*Task details*.
Copy verbatim every line of the listing from its first line through the line that contains "323L175 334L231 332L228", including that line.

╭──

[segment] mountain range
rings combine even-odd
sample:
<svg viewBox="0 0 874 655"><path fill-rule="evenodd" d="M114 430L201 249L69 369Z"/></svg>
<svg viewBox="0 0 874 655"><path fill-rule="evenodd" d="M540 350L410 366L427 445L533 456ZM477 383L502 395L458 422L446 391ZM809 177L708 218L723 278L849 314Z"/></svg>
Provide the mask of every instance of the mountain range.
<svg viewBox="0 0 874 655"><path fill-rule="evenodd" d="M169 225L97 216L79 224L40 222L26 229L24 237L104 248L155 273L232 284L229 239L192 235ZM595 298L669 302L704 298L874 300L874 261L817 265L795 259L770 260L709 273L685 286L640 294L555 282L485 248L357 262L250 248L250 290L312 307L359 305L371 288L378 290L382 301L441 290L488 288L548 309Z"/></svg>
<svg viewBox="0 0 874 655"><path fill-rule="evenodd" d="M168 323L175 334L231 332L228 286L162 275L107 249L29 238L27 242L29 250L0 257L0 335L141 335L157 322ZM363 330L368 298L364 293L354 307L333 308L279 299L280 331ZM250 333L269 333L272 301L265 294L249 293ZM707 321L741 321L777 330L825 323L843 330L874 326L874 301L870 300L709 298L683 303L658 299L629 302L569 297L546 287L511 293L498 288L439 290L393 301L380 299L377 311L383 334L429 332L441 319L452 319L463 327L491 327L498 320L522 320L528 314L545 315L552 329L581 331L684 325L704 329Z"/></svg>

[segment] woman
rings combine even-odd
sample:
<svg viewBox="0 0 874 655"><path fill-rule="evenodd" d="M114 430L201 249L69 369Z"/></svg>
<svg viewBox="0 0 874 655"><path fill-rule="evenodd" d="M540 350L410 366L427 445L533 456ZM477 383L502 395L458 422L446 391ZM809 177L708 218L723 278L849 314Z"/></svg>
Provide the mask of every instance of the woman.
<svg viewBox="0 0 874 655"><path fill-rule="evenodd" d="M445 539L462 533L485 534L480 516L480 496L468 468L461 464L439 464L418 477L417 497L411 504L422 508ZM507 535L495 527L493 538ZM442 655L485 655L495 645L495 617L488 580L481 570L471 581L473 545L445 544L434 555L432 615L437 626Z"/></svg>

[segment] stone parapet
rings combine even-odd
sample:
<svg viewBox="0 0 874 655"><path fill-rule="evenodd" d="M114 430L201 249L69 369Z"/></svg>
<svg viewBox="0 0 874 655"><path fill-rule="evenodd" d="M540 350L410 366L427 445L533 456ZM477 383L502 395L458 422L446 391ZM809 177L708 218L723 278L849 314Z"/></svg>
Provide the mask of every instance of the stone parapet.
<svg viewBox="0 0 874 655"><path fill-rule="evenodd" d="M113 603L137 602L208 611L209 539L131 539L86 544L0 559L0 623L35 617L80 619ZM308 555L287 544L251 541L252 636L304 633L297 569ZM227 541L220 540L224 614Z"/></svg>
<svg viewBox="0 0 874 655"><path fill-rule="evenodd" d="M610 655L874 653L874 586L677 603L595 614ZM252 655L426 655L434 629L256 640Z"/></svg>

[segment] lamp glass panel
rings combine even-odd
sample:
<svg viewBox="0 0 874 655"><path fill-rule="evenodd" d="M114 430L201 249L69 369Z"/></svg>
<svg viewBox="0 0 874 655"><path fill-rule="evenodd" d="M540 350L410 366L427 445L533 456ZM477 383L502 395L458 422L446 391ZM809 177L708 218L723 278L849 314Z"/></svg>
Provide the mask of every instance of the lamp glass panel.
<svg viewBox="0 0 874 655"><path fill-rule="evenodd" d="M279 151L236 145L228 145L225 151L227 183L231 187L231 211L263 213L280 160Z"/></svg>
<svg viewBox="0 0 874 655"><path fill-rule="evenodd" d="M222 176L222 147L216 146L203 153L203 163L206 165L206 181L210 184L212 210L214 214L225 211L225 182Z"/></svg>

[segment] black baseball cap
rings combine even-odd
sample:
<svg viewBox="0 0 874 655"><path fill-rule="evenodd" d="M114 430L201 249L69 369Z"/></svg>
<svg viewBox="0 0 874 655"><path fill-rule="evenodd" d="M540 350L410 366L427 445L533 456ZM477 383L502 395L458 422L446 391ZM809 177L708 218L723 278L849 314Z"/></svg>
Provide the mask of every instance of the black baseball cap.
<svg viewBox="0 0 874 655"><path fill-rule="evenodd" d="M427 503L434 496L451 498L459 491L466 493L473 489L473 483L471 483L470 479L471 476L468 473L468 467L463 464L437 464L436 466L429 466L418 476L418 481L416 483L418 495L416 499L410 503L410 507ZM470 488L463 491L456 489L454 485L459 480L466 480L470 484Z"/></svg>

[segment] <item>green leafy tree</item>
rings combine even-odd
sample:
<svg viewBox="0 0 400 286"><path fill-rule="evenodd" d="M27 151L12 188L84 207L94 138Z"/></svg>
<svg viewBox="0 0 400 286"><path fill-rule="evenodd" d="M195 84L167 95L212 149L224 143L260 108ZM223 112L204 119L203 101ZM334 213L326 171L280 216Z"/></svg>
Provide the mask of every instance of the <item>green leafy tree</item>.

╰──

*Task output*.
[segment] mountain range
rings combine even-odd
sample:
<svg viewBox="0 0 874 655"><path fill-rule="evenodd" d="M114 430L201 249L69 369Z"/></svg>
<svg viewBox="0 0 874 655"><path fill-rule="evenodd" d="M540 350L410 366L427 445L533 456ZM477 383L502 395L458 422L446 391ZM809 177L708 218L723 278L849 314Z"/></svg>
Provide the mask of every instance of the mountain range.
<svg viewBox="0 0 874 655"><path fill-rule="evenodd" d="M169 225L97 216L79 224L40 222L26 229L24 237L104 248L155 273L232 284L229 239L192 235ZM595 298L669 302L704 298L874 300L874 261L817 265L795 259L770 260L709 273L685 286L640 294L555 282L485 248L357 262L250 248L250 290L312 307L359 305L371 288L378 290L382 301L441 290L488 288L548 309Z"/></svg>
<svg viewBox="0 0 874 655"><path fill-rule="evenodd" d="M168 323L175 334L231 332L228 286L162 275L107 249L29 238L27 242L29 250L0 257L0 335L141 335L157 322ZM363 330L368 298L364 293L354 307L333 308L279 299L280 331ZM250 333L269 333L272 301L265 294L249 293ZM707 321L741 321L777 330L825 323L843 330L874 326L874 301L870 300L709 298L683 303L658 299L629 302L569 297L546 287L511 293L498 288L439 290L393 301L380 299L377 311L383 334L429 332L441 319L452 319L463 327L491 327L498 320L522 320L528 314L545 315L552 329L581 331L684 325L704 329Z"/></svg>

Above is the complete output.